Items listed in a dataset
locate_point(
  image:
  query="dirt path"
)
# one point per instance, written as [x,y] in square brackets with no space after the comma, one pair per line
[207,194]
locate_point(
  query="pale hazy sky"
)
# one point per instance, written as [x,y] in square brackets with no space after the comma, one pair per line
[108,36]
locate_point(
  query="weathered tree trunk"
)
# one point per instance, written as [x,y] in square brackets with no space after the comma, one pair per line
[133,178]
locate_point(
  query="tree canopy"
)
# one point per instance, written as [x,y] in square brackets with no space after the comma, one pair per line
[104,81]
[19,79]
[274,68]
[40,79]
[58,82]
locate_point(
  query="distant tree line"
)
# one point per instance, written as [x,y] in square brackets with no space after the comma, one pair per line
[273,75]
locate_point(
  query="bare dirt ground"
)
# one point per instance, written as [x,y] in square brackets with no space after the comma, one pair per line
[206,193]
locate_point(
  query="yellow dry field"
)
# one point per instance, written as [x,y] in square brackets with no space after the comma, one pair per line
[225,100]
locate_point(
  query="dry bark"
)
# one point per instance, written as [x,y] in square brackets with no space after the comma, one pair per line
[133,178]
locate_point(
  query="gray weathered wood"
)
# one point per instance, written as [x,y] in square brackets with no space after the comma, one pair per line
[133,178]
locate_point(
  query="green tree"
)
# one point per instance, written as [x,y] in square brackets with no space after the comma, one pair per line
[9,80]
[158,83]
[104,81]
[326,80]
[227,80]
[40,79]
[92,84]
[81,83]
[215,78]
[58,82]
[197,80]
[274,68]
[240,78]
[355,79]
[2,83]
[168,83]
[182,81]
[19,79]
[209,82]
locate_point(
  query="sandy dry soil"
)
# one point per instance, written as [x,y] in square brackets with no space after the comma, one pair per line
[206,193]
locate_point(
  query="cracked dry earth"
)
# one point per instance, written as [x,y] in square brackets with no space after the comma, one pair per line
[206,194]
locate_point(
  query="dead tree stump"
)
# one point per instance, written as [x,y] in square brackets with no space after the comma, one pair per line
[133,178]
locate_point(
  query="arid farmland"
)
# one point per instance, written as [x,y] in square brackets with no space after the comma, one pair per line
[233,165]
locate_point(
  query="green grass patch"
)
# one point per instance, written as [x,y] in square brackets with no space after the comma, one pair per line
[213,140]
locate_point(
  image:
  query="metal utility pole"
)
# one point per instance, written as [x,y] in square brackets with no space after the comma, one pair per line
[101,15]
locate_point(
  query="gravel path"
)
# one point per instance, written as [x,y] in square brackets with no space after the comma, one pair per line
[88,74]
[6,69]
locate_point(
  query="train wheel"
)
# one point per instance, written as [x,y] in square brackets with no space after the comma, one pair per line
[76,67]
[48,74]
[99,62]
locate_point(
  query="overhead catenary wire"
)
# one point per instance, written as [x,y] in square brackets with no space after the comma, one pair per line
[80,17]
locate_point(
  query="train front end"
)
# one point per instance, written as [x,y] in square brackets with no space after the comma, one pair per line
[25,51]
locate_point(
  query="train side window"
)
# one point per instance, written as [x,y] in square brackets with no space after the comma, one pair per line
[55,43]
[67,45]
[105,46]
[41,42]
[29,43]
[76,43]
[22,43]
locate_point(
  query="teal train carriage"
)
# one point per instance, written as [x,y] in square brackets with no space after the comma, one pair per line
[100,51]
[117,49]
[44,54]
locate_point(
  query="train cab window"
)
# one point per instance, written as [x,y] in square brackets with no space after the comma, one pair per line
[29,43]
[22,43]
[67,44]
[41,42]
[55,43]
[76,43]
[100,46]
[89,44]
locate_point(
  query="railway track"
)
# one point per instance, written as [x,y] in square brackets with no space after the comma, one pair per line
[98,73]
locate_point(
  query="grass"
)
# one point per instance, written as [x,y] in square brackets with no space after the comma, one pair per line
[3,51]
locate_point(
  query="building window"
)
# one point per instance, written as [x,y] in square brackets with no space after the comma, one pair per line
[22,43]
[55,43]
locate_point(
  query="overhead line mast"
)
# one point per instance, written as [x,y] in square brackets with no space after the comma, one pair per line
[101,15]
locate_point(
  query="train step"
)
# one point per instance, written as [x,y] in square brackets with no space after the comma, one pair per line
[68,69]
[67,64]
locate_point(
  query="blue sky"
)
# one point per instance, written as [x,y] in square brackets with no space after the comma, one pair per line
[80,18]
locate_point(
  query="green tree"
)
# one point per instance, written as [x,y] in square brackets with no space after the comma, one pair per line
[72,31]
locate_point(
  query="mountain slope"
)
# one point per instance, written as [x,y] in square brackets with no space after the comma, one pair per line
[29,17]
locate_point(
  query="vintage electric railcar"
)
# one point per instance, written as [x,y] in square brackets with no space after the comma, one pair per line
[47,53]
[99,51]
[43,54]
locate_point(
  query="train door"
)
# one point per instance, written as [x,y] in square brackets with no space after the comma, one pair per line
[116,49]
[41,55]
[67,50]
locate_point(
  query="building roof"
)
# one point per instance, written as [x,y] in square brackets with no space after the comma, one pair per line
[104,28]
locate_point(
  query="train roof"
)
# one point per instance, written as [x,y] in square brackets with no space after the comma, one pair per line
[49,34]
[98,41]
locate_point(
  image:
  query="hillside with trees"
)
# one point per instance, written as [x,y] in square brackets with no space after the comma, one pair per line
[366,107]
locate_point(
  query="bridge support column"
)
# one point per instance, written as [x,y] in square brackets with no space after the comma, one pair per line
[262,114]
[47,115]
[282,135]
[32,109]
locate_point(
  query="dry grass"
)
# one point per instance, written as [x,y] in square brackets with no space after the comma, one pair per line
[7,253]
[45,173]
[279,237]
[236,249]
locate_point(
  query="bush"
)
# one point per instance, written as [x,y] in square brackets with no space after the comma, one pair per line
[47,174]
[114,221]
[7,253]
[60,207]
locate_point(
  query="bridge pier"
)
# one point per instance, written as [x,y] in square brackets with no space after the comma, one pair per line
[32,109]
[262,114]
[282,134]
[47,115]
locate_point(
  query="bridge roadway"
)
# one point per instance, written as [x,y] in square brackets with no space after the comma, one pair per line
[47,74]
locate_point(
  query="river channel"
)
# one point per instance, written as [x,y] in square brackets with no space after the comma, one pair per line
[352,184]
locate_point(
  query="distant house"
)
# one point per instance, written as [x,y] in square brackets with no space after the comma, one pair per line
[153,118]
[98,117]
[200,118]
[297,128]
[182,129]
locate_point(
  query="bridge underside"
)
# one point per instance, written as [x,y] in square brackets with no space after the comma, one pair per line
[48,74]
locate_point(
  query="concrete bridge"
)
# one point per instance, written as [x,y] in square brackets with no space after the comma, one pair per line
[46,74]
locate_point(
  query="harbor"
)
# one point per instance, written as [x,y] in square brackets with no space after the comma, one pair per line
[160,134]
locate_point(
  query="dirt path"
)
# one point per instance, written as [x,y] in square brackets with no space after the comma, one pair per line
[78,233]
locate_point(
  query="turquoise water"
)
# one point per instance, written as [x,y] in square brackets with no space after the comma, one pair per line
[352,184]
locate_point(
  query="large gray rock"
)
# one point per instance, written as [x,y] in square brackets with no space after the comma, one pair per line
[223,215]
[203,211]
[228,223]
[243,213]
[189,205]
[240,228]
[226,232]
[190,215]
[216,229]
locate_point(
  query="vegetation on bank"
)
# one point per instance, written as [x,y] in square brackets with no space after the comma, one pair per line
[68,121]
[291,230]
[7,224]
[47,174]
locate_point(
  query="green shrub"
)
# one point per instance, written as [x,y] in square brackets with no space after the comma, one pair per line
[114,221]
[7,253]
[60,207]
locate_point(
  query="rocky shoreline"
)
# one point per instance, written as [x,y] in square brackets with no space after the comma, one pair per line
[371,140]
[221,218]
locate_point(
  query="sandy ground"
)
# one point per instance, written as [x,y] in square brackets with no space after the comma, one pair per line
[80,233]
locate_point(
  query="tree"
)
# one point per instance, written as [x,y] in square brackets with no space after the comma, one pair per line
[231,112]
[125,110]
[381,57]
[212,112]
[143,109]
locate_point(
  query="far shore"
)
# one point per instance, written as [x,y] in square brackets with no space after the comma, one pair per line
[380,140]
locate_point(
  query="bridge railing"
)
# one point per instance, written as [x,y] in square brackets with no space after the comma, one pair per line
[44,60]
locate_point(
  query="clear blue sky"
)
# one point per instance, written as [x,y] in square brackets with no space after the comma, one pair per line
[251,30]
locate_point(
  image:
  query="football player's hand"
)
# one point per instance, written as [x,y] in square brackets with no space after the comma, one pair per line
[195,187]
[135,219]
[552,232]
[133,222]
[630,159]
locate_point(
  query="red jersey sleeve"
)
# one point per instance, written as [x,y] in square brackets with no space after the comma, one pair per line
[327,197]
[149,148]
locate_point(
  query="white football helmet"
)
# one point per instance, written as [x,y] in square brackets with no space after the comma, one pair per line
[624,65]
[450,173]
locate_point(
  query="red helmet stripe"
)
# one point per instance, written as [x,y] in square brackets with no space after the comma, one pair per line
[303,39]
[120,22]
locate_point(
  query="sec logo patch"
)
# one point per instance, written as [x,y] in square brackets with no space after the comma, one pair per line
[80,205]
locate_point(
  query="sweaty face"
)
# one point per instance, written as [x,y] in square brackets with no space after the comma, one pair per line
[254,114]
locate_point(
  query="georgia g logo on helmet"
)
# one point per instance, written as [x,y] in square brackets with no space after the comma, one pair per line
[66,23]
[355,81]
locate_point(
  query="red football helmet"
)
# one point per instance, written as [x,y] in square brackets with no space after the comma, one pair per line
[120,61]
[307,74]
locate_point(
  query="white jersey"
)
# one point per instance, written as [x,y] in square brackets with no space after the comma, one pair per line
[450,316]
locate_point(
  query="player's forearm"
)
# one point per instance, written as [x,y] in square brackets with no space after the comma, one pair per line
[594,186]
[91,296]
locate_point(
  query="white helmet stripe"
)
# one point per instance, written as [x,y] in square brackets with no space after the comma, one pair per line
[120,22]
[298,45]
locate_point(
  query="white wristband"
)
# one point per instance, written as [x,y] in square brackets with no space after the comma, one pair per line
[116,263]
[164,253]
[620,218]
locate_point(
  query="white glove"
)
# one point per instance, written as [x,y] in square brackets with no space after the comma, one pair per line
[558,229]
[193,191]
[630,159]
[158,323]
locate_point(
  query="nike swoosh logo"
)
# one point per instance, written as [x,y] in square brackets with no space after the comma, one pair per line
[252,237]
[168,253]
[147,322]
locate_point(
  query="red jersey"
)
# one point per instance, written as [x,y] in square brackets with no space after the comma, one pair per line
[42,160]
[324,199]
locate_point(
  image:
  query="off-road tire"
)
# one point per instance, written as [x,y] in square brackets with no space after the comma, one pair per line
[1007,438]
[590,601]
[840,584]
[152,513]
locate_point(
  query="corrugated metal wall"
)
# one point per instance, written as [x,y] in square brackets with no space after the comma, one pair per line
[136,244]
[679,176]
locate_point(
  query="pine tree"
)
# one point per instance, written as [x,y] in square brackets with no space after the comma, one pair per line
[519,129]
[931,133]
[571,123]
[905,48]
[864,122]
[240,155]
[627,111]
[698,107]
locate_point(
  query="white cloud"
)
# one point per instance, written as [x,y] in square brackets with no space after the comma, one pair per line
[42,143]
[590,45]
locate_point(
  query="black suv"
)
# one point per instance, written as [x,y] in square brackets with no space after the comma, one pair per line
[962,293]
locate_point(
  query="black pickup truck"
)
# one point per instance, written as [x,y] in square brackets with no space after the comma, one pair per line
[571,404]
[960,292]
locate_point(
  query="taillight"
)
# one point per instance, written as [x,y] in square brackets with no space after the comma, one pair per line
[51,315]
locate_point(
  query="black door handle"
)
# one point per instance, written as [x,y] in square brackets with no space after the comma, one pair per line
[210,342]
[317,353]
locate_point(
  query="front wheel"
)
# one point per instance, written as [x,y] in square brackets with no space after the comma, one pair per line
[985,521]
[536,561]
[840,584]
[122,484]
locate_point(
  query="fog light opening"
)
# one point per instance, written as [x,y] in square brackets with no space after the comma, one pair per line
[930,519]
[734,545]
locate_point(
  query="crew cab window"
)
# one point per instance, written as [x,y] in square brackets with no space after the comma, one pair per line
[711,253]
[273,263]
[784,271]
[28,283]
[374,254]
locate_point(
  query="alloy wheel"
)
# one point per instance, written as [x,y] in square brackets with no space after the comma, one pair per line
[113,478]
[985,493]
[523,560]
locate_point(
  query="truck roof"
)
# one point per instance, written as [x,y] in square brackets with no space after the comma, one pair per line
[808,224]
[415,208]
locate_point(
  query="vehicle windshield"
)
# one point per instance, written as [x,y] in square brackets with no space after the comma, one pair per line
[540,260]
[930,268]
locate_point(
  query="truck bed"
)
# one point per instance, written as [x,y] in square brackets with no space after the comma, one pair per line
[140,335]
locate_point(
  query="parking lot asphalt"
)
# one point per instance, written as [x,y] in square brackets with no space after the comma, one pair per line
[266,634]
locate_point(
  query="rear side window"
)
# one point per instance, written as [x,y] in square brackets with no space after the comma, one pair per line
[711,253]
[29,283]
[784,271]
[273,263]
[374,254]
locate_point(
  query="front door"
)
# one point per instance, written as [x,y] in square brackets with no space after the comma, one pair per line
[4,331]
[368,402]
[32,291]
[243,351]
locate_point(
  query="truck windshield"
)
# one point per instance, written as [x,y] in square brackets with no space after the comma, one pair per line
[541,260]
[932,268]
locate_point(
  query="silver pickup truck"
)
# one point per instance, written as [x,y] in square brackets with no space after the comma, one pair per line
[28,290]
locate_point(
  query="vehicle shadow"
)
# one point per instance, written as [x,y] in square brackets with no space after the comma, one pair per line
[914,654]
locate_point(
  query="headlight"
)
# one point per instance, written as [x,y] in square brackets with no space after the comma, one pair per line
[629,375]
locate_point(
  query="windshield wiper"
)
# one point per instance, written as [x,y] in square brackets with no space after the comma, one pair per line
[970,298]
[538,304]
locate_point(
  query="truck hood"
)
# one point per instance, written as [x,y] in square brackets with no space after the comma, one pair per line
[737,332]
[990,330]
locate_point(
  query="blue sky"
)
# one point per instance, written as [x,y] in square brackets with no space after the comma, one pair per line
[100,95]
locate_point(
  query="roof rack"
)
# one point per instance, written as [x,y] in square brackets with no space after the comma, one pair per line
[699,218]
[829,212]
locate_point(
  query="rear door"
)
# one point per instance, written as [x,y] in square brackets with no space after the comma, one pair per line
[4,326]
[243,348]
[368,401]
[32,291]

Exercise task
List every line of the records above that contains the word "player", and copy each such line in full.

Task result
  query="football player's hand"
  query="player's forearm"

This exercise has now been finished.